### Supplied data
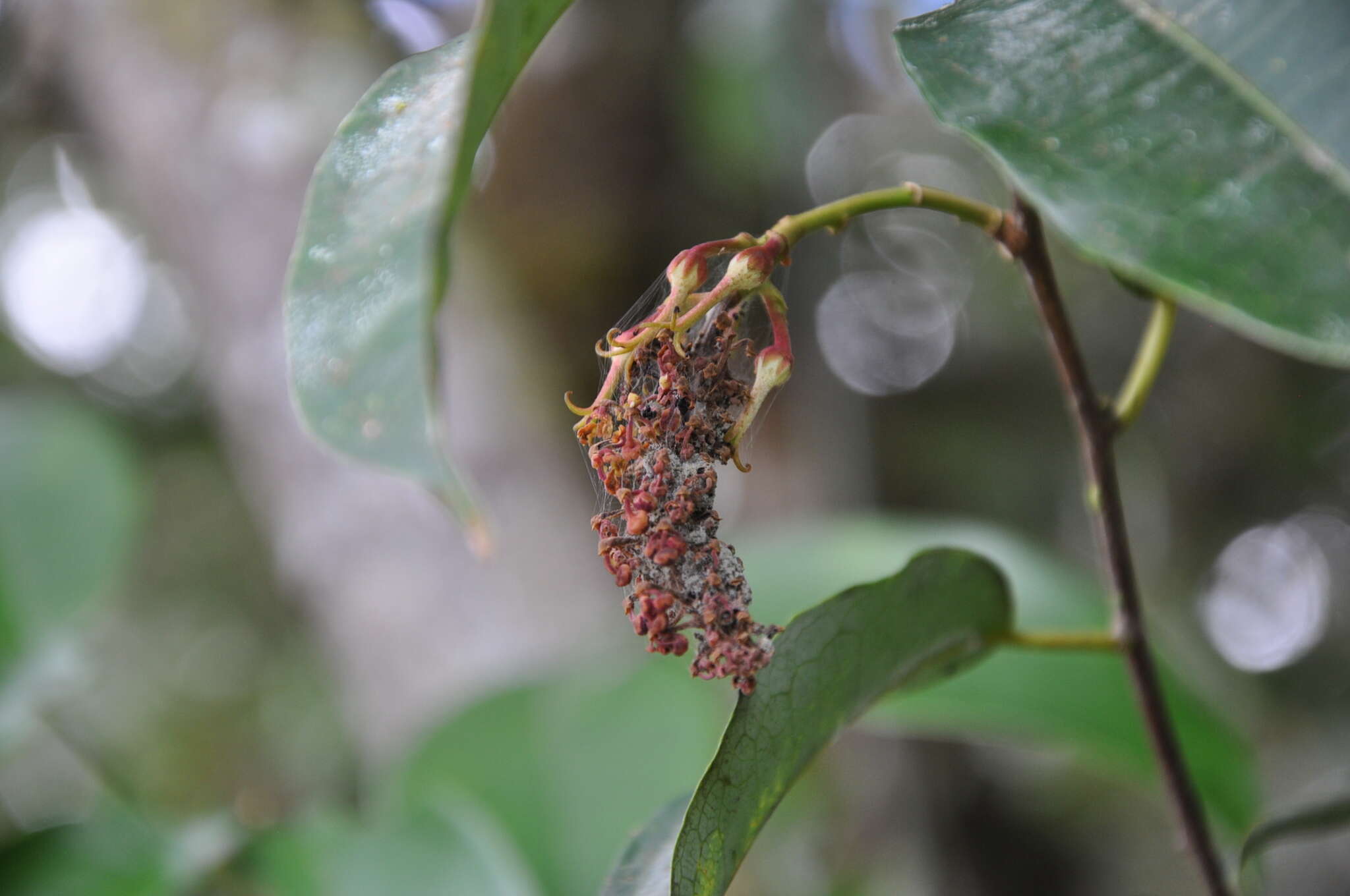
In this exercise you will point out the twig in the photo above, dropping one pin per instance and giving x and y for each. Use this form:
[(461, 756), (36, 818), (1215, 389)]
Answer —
[(1097, 423), (1088, 641)]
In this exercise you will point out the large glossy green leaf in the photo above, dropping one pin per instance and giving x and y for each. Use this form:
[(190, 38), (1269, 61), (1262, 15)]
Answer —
[(1199, 148), (926, 623), (574, 766), (1075, 702), (69, 507), (454, 848), (372, 260)]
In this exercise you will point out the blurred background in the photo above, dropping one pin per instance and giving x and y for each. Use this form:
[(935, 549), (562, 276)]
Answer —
[(226, 655)]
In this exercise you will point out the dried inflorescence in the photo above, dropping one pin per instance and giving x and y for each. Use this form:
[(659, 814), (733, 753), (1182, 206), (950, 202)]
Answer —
[(657, 447)]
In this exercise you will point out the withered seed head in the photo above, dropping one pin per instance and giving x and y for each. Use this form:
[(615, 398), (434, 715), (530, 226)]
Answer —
[(654, 449)]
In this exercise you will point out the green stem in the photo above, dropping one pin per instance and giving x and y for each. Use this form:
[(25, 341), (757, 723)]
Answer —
[(836, 215), (1063, 641), (1148, 362)]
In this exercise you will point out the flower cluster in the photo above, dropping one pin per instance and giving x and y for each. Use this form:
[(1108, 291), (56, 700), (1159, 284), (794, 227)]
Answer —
[(655, 437)]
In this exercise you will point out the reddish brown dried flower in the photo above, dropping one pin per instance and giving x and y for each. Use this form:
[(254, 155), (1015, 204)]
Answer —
[(655, 447)]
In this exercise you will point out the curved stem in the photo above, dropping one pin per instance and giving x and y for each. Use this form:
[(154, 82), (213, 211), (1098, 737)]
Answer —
[(1063, 641), (836, 215), (1095, 424), (1148, 362)]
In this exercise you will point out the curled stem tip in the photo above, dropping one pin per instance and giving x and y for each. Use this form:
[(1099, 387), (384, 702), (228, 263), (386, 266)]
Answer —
[(1148, 362)]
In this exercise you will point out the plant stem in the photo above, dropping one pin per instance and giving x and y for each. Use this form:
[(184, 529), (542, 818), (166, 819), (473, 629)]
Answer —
[(1097, 424), (1063, 641), (836, 215), (1148, 362)]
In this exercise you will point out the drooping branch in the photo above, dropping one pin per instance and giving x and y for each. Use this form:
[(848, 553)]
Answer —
[(1097, 424)]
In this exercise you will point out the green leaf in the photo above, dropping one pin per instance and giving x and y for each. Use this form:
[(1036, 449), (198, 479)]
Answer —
[(1199, 149), (117, 853), (1320, 818), (69, 512), (372, 260), (574, 766), (929, 621), (644, 870), (1076, 702), (454, 848)]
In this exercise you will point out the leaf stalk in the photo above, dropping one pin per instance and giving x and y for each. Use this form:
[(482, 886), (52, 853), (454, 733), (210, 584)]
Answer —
[(1148, 362)]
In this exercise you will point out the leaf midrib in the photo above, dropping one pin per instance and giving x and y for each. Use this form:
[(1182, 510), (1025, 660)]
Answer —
[(1308, 148)]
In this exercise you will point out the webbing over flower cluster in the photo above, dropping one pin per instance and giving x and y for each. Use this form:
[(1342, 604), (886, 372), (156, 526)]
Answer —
[(668, 414)]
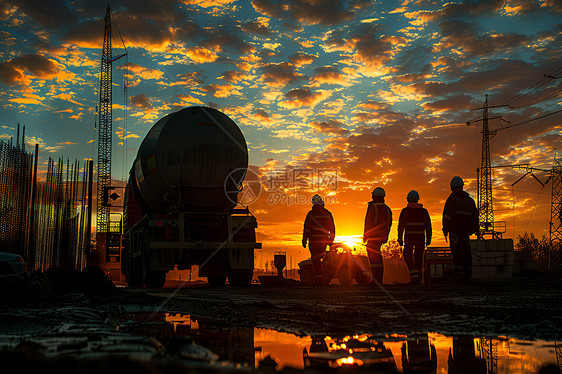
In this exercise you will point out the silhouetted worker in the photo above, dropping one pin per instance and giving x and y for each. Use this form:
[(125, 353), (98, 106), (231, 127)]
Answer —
[(419, 355), (319, 230), (460, 220), (377, 227), (414, 225), (462, 359)]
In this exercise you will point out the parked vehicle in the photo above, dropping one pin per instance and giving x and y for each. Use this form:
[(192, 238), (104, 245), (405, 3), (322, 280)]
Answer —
[(338, 262), (182, 202), (11, 263)]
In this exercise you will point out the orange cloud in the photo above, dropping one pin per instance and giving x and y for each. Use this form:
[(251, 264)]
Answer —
[(300, 59), (28, 99), (67, 97), (141, 101), (221, 90), (21, 70), (281, 74), (301, 97), (330, 127), (328, 75), (209, 3), (188, 99)]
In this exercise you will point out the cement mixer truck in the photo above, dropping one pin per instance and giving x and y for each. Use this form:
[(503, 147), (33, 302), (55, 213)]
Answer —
[(181, 202)]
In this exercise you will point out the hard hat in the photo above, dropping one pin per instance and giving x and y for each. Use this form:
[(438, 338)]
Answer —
[(456, 182), (317, 199), (379, 191), (413, 196)]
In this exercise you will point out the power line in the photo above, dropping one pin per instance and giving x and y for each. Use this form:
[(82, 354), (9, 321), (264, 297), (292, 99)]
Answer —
[(547, 78)]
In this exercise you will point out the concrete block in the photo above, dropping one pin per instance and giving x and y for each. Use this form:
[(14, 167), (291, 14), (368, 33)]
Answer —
[(439, 271), (476, 273)]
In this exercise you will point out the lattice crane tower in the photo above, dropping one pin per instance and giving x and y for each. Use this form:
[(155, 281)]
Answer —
[(485, 206), (555, 259)]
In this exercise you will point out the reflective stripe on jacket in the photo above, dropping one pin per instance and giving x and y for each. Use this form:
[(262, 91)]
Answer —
[(319, 225), (414, 223), (460, 213)]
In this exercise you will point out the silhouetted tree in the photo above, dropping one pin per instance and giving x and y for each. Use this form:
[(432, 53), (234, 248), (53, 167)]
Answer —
[(391, 251)]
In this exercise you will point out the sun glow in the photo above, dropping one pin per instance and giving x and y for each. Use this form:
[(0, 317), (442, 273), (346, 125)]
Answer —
[(352, 241)]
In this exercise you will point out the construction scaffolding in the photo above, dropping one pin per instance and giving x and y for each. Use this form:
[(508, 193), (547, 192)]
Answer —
[(61, 213), (47, 222)]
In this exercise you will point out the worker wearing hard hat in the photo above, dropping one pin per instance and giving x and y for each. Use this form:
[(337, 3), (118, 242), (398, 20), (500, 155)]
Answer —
[(319, 231), (414, 232), (377, 227), (460, 220)]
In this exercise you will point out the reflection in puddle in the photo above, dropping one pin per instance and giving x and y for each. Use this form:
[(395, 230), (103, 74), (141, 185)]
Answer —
[(427, 353)]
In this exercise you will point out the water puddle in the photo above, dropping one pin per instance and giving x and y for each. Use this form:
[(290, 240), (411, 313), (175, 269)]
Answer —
[(428, 352)]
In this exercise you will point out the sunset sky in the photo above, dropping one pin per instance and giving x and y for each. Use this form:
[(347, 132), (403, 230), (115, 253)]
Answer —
[(369, 93)]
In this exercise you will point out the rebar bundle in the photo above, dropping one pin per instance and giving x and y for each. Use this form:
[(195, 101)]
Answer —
[(45, 222), (15, 191)]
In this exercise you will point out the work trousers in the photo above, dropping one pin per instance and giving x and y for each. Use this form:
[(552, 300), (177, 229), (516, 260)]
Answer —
[(317, 250), (375, 259), (413, 255), (462, 254)]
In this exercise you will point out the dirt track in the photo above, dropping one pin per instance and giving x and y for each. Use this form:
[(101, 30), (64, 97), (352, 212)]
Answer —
[(526, 309)]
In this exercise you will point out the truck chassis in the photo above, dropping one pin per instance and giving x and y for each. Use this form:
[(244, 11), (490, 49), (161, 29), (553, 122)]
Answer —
[(222, 244)]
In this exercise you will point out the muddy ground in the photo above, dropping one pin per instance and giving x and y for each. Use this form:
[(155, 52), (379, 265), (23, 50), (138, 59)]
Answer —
[(523, 308)]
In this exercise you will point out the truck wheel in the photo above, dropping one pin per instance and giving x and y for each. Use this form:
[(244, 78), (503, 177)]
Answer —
[(345, 277), (362, 278), (216, 281), (134, 278), (307, 276), (155, 279), (240, 277)]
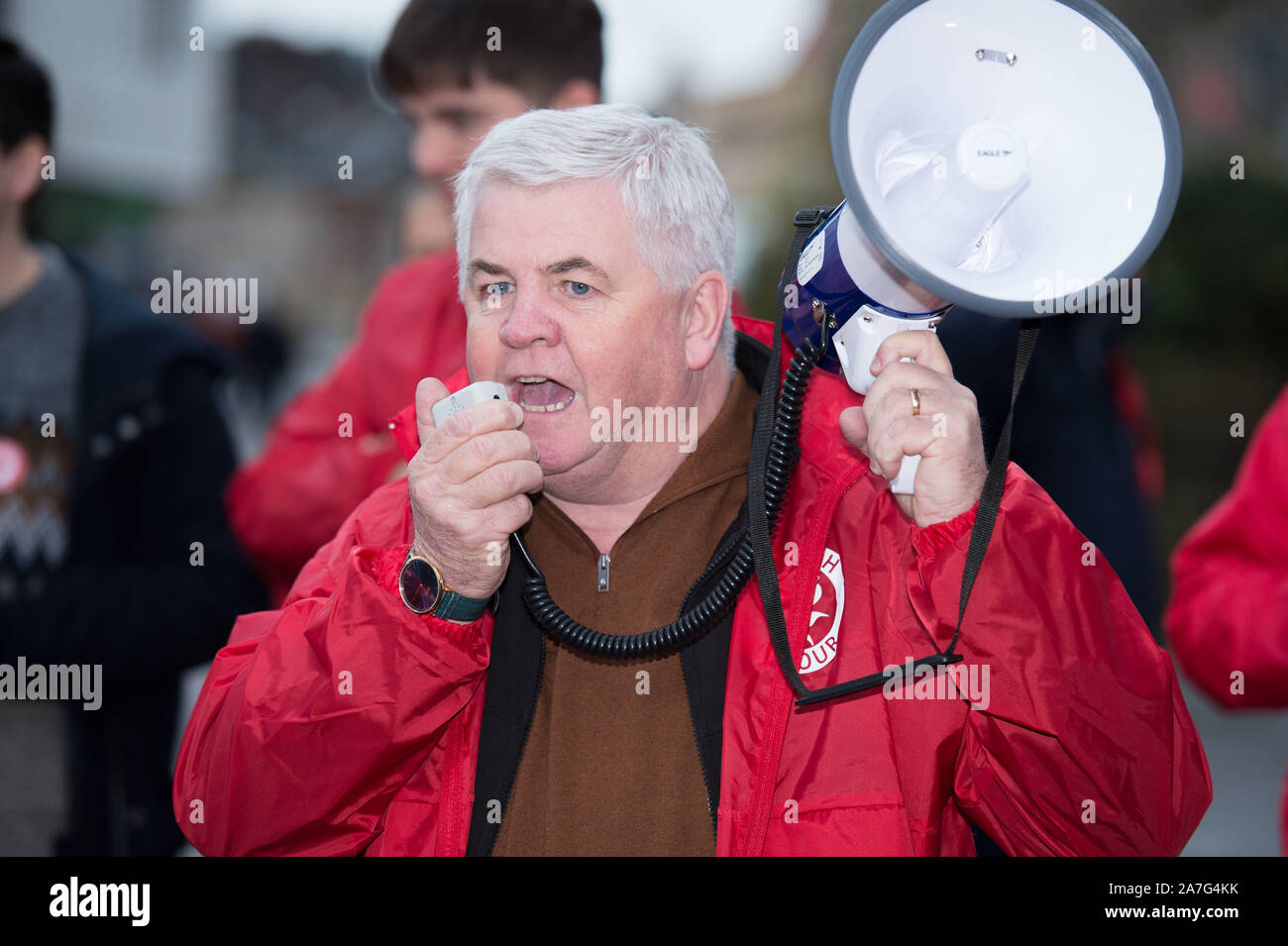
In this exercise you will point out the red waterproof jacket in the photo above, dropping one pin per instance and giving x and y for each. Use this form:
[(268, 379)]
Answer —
[(1229, 609), (344, 723)]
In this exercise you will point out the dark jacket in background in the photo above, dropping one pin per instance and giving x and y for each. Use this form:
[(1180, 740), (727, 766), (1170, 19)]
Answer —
[(153, 459), (1069, 434)]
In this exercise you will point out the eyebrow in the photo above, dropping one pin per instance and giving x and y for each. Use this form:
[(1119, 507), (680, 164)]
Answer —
[(567, 265), (576, 263), (484, 266)]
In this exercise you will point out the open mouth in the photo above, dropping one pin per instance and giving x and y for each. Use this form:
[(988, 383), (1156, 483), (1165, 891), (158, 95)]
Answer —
[(541, 395)]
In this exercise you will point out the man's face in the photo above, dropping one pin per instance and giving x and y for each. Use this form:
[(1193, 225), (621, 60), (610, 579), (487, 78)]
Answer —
[(449, 123), (567, 314)]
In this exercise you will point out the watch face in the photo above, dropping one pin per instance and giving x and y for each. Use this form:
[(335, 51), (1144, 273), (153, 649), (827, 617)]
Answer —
[(419, 585)]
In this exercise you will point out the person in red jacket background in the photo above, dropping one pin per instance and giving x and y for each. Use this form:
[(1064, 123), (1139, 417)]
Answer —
[(331, 446), (404, 699), (1229, 614)]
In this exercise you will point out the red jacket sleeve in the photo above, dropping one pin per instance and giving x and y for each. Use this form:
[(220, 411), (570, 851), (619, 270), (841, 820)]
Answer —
[(291, 499), (1082, 744), (314, 716), (1229, 610)]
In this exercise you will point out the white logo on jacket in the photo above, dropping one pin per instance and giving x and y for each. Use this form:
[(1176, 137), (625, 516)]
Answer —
[(828, 602)]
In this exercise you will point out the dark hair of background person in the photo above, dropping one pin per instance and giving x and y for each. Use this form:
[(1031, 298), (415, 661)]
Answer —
[(26, 100), (544, 46)]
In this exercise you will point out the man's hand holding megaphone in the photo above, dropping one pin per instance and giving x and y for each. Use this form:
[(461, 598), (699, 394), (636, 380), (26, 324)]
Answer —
[(917, 408)]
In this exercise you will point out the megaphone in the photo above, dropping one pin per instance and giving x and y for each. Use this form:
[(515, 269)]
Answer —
[(1000, 155)]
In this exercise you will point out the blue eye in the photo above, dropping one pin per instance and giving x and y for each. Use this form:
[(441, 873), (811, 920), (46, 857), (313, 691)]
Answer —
[(493, 292)]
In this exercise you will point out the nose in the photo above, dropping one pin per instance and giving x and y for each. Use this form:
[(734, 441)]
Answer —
[(528, 321)]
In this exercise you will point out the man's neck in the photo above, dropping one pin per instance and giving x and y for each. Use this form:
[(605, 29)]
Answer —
[(604, 523), (20, 265)]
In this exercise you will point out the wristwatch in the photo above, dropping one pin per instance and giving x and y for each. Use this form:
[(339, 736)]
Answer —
[(424, 591)]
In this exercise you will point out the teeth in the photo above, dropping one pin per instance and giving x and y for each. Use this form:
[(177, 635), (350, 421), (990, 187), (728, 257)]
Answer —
[(546, 408)]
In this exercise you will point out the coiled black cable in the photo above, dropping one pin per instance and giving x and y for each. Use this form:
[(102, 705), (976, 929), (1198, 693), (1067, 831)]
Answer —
[(784, 454)]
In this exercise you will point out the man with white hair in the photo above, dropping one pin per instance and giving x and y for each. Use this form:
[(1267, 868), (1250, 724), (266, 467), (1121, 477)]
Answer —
[(407, 700)]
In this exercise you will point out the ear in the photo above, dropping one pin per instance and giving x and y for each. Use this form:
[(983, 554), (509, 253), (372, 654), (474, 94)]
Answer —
[(576, 93), (703, 318), (22, 170)]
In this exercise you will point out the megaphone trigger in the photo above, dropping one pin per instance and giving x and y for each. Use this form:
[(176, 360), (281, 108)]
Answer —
[(857, 343)]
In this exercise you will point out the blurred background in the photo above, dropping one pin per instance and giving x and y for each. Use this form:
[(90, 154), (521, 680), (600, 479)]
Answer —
[(223, 161)]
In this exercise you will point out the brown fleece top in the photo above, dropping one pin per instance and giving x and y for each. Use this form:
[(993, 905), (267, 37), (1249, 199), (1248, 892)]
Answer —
[(610, 765)]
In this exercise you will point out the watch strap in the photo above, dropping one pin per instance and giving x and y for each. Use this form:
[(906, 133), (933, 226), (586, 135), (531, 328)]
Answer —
[(447, 604)]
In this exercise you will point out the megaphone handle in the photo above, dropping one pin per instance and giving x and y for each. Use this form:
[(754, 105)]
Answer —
[(902, 481)]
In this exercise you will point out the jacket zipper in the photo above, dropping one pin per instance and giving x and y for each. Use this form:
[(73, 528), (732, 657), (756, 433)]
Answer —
[(541, 670), (523, 745)]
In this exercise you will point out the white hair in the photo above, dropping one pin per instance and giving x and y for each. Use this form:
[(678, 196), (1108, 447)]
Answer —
[(670, 185)]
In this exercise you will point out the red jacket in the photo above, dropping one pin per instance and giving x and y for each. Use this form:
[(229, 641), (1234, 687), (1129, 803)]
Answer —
[(1229, 609), (331, 444), (346, 723)]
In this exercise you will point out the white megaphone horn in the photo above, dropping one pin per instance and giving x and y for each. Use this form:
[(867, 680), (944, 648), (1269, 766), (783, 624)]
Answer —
[(1000, 155)]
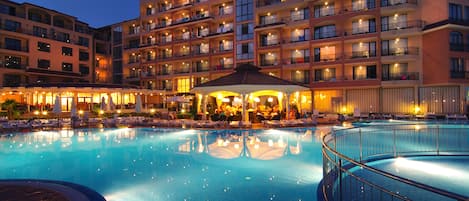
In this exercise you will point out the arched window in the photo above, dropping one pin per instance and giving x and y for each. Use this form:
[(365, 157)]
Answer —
[(456, 41)]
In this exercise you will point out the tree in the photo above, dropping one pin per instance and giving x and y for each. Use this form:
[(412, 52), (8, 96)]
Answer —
[(10, 106)]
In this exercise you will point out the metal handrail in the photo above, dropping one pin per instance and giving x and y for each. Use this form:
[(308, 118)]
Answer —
[(425, 187)]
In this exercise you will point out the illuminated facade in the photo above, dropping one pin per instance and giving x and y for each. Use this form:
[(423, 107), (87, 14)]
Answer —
[(388, 56)]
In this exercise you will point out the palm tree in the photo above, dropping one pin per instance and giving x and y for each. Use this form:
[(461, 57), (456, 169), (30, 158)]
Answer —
[(10, 106)]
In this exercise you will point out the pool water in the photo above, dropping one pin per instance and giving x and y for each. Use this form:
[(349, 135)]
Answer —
[(133, 164)]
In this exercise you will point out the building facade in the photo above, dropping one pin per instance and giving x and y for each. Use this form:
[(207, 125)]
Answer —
[(387, 56)]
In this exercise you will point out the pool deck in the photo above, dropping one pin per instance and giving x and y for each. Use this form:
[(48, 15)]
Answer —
[(34, 190)]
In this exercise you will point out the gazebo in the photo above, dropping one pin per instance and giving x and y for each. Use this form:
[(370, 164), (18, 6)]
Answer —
[(244, 82)]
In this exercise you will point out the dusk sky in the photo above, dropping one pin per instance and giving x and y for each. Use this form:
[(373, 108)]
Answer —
[(96, 13)]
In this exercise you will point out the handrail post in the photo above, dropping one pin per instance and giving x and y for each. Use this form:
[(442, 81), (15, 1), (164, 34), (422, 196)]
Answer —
[(394, 142), (340, 179), (361, 145), (437, 140)]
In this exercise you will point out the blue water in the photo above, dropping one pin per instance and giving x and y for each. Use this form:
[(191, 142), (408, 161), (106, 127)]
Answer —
[(134, 164)]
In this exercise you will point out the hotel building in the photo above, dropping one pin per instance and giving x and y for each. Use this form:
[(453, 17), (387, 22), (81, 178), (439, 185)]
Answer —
[(387, 56), (45, 53)]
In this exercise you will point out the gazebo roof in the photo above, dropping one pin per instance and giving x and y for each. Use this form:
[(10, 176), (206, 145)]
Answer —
[(246, 79)]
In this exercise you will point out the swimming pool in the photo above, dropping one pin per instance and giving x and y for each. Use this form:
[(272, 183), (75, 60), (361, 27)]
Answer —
[(134, 164)]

### Task details
Would you copy out exactly the lines above that start at the one containing "[(395, 230), (103, 74), (141, 185)]" and end at the one containing "In this exercise you will point out the truck chassis", inclusive?

### Finished exercise
[(395, 230), (103, 74), (141, 185)]
Answer —
[(427, 353)]
In this exercise you will point out the water puddle in the photo above, dropping one pin per instance and giving x and y for each. Use this form:
[(290, 240), (411, 313), (175, 269)]
Answer —
[(428, 352)]
In this exercise you will point out the sunset sky in the photo above, dropping one pin per instance and giving x and y for each. Use this form:
[(347, 132), (403, 230), (115, 253)]
Answer —
[(369, 93)]
In this exercise you will point out the rebar bundle in the photo above, dropping one pin per instance and giving x and y for each. Use this form:
[(195, 101)]
Answer —
[(45, 222), (15, 191)]
In this exercise you will point out the work trousers in the photo above, dropping one pin per instance and giving x and y for each. Use this form:
[(552, 300), (177, 229), (516, 260)]
Answer —
[(317, 250), (375, 259), (413, 255), (462, 254)]
In this exercise you will point out the dirt track in the photo above, dropping one pin per instance and giving x and y for each. Use this form:
[(101, 30), (64, 97), (352, 212)]
Answer —
[(526, 309)]
In this exercise you will point out the truck chassis in the photo above, dropping one pin per instance and giving x and y for each. Use this form:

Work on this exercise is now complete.